Exercise instructions:
Give back the material below unchanged, line for line, but leave the pictures out.

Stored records
┄┄┄┄┄┄

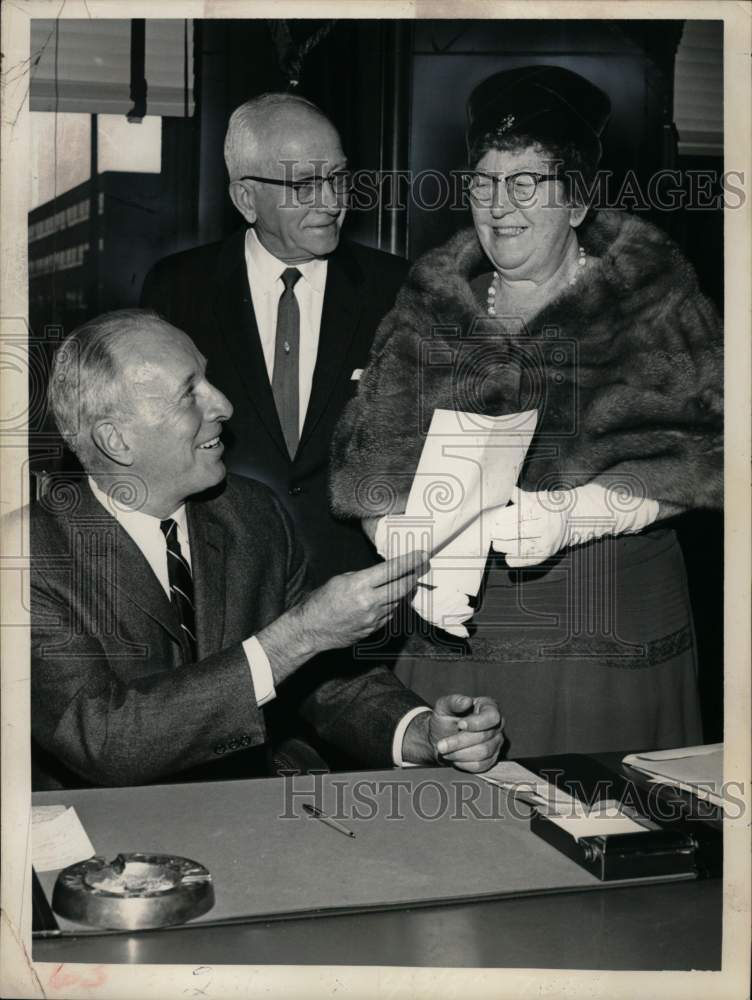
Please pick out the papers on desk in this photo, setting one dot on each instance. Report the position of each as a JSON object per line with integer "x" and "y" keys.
{"x": 57, "y": 838}
{"x": 578, "y": 819}
{"x": 698, "y": 770}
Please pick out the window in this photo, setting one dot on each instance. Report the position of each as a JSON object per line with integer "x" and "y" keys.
{"x": 698, "y": 89}
{"x": 94, "y": 65}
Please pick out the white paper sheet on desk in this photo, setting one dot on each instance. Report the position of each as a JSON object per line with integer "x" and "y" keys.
{"x": 57, "y": 838}
{"x": 533, "y": 789}
{"x": 469, "y": 462}
{"x": 697, "y": 769}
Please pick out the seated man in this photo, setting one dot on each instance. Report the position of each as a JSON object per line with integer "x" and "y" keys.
{"x": 168, "y": 601}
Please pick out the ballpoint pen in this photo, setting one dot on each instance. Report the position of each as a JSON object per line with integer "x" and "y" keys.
{"x": 328, "y": 820}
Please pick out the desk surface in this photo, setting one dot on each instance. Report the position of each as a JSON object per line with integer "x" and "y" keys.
{"x": 662, "y": 926}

┄┄┄┄┄┄

Exercise answer:
Please pick out the papers on desk in this photo, setting one dot on each instance. Report the position of each as a JSON object per line with integer "x" and "y" keys.
{"x": 57, "y": 838}
{"x": 578, "y": 819}
{"x": 698, "y": 770}
Please pick out the window in this photo, setting one dot on each instance. Report the position of each as a JSON object per line with integer "x" and "y" keys.
{"x": 698, "y": 89}
{"x": 94, "y": 65}
Please pick out the white paper sheet on desk in this photo, setting one dot on each instance. Report the position of each as a JSON object per line with integer "x" and "y" keys.
{"x": 57, "y": 838}
{"x": 533, "y": 789}
{"x": 469, "y": 462}
{"x": 697, "y": 769}
Please pick out the seated man in this photo, setting one dot on each instance. Report the position of each as a JSON object per line with integer "x" and "y" keys.
{"x": 168, "y": 601}
Please pick out the ballpoint pen in this photo, setting one dot on each instance. Report the position of each as a JSON object per line with integer "x" and "y" keys.
{"x": 328, "y": 820}
Please pick out the desk surface in this photo, setting one dot on each instance. Report the position of each as a JSON object per line with integer "x" and "y" keys.
{"x": 662, "y": 926}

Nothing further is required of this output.